§ **ACTIONS TO TAKE**
1 - In the Supreme Court passage, render the sentence "The actual risk of abortion is the central question." in Spanish.
2 - According to the Supreme Court passage, which state continues to outlaw same-sex adoption even after same-sex marriage was legalized?
3 - Carry on the Supreme Court passage from its final sentence.

The actual risk of abortion is the central question. If abortion is dangerous, then the Texas law is not an unconstitutional “undue burden,” but a sensible safety regulation. If abortion isn’t especially hazardous, then the Texas law is an unconstitutional overreach of the state’s powers. Once again, the outcome of the case pivots on the justices’ ability—or, given the likely division of the court, one justice’s ability—to sift through sophisticated medical information and separate facts from politics.
A similar task awaits the justices if the court is called upon to decide the constitutionality of anti-gay adoption bans. Even after the Supreme Court legalized same-sex marriage, Mississippi continues to outlaw same-sex adoption. The state has decided to defend its ban in court, and the issue could easily reach the Supreme Court. At that point, the justices will confront Mississippi’s claim that same-sex parents are inferior to opposite-sex parents. When this issue was raised during oral arguments over same-sex marriage, Scalia said that there is “considerable disagreement among sociologists” on this question. But there really isn’t: Scores of studies have concluded that gay parents are just as competent as straight parents. Obama’s appointee will need weigh the these studies against Mississippi’s claims.
No single scientific issue has divided the Supreme Court justices as thoroughly as juvenile brain development. Over the past decade, the court has curtailed states’ ability to punish juvenile offenders—first barring the death penalty for minors who commit homicide, then prohibiting life without parole for minors who commit non-homicidal crimes. More recently, the court strictly limited juvenile life without parole for all offenses, and it is now poised to decide whether locking minors away for life is unconstitutionally “cruel and unusual.”

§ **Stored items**
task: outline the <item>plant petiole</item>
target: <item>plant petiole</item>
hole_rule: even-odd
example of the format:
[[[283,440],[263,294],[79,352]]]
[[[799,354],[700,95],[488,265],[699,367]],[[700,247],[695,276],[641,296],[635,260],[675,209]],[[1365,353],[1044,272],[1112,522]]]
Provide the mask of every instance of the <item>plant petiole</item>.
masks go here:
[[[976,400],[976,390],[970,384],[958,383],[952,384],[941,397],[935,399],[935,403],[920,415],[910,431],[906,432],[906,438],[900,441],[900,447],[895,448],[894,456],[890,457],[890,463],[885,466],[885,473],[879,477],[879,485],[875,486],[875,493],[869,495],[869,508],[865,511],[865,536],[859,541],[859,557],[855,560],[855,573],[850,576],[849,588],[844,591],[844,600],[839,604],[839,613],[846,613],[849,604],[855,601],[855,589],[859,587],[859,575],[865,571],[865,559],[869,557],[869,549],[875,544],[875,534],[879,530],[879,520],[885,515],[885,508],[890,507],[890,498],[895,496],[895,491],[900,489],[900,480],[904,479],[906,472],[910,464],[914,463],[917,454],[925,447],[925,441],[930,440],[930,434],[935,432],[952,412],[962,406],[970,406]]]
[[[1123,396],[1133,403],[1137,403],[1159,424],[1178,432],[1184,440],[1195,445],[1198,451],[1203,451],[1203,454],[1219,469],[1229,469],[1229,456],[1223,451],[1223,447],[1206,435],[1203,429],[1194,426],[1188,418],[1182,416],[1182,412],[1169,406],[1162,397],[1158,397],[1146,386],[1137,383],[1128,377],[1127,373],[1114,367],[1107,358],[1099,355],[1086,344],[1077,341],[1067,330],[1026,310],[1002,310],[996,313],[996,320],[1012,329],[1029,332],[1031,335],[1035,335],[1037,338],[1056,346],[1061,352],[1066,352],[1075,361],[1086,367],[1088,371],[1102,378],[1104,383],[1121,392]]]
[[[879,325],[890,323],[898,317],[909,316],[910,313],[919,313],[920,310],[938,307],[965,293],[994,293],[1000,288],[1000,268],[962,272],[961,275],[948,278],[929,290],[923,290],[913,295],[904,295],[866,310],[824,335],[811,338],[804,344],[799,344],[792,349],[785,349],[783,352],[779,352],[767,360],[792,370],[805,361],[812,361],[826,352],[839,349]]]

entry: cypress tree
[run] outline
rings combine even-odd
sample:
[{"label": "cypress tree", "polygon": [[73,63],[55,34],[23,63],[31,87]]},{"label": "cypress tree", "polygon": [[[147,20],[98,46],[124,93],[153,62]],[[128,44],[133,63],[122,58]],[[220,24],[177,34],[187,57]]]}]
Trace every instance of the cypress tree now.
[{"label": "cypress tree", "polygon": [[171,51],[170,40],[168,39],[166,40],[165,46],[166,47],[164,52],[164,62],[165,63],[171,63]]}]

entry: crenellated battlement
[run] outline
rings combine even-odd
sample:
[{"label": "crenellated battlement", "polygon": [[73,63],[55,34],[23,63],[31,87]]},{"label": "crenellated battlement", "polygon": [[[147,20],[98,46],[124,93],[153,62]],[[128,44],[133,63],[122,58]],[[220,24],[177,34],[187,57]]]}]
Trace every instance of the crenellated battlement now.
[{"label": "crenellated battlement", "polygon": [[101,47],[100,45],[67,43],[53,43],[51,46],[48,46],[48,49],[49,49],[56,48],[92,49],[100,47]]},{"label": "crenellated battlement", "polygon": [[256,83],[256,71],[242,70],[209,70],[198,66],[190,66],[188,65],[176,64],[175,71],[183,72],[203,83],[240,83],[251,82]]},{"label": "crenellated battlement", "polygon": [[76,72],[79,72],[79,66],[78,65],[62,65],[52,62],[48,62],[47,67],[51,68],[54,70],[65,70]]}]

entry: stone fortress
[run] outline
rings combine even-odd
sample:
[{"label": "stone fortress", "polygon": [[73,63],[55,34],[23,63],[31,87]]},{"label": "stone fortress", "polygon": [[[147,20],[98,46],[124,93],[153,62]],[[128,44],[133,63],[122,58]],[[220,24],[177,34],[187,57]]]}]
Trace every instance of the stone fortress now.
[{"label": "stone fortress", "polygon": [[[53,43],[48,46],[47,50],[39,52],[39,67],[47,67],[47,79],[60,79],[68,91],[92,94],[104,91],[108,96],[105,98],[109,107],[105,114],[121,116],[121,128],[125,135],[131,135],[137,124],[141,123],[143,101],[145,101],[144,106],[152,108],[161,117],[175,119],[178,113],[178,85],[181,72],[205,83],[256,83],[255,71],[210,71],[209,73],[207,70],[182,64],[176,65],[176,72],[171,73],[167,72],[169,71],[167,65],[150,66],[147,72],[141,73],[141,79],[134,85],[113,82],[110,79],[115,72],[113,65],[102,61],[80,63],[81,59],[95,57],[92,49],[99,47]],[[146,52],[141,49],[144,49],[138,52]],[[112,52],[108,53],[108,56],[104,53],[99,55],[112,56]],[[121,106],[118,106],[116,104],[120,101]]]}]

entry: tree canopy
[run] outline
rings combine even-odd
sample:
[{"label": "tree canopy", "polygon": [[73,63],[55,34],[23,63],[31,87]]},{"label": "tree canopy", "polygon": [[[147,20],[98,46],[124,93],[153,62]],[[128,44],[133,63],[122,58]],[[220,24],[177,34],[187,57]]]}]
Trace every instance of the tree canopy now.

§ **RESULTS IN ORDER**
1 - El riesgo real del aborto es la cuestión central.

2 - Mississippi.

3 -
In these opinions, the court has cited neuroscience demonstrating that adolescent brains are not fully developed, making juvenile offenders less culpable for their crimes. As Laurence Steinberg, a professor of psychology at Temple University, writes: “Over the course of adolescence and into early adulthood, there is a strengthening of activity in brain systems involving self-regulation. During tasks that require self-control, adults employ a wider network of brain regions than do adolescents, and this trait may make self-control easier, by distributing the work across multiple areas of the brain rather than overtaxing a smaller number of regions.”
In other words, minors who commit crimes may actually have a diminished mental ability to stop themselves. That means juveniles’ criminal impulses may not be deterred by the threat of an unusually severe punishment—and those who are imprisoned may have a better shot at rehabilitation once they mature.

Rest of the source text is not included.